DATA EXCERPTS

※

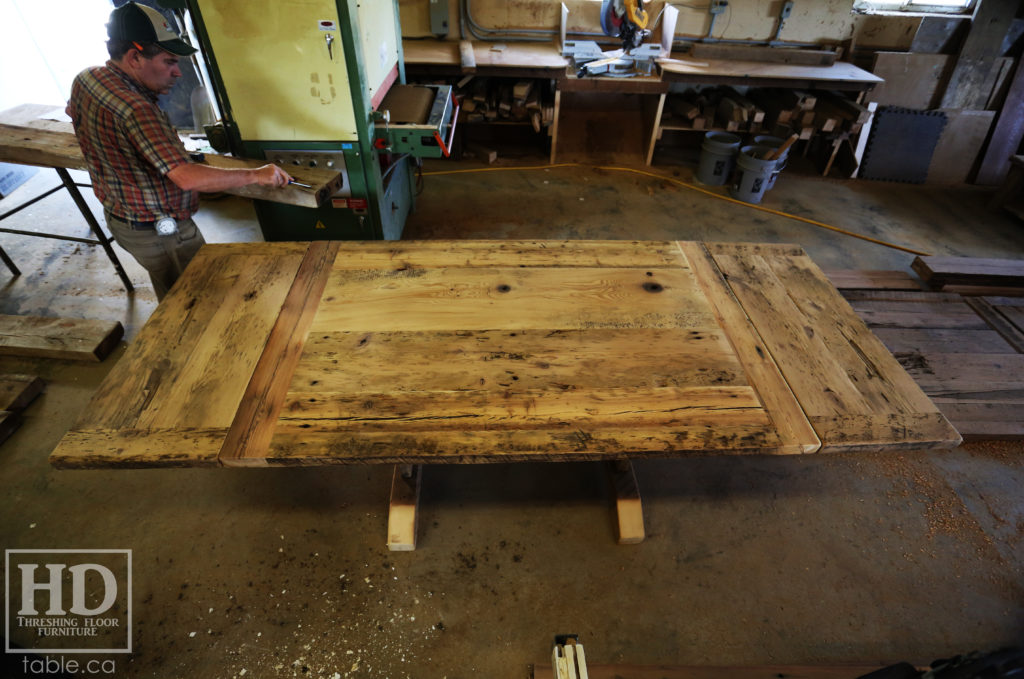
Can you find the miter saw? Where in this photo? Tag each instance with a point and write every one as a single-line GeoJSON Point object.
{"type": "Point", "coordinates": [626, 19]}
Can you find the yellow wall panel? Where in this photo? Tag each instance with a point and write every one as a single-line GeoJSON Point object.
{"type": "Point", "coordinates": [379, 41]}
{"type": "Point", "coordinates": [282, 83]}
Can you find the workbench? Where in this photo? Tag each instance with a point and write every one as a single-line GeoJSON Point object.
{"type": "Point", "coordinates": [33, 134]}
{"type": "Point", "coordinates": [415, 353]}
{"type": "Point", "coordinates": [541, 59]}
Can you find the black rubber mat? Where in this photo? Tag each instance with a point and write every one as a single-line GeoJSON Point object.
{"type": "Point", "coordinates": [901, 144]}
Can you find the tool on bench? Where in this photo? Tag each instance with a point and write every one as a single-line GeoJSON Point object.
{"type": "Point", "coordinates": [626, 19]}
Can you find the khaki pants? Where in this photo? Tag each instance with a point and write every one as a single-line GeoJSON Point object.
{"type": "Point", "coordinates": [164, 257]}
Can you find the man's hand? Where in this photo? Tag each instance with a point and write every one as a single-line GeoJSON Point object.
{"type": "Point", "coordinates": [271, 175]}
{"type": "Point", "coordinates": [196, 176]}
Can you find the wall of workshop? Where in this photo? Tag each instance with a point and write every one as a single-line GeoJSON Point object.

※

THE PROBLEM
With the line containing "Can you find the khaki" as the first and the last line above as the final one, copy those lines exactly and no others.

RESULT OF THE TASK
Can you find the khaki pants? Where in this photo? Tag each instance with a point and write every one as a single-line GeoJSON Point object.
{"type": "Point", "coordinates": [164, 257]}
Can you find the man's hand? Where in this photo? Tag each instance with a point and write every one as a single-line GeoJSON Point object.
{"type": "Point", "coordinates": [271, 175]}
{"type": "Point", "coordinates": [196, 176]}
Can you find the wall of workshop? Where in this photo? Tag each instance with a point and write every one as a single-line GeoJSON Point object.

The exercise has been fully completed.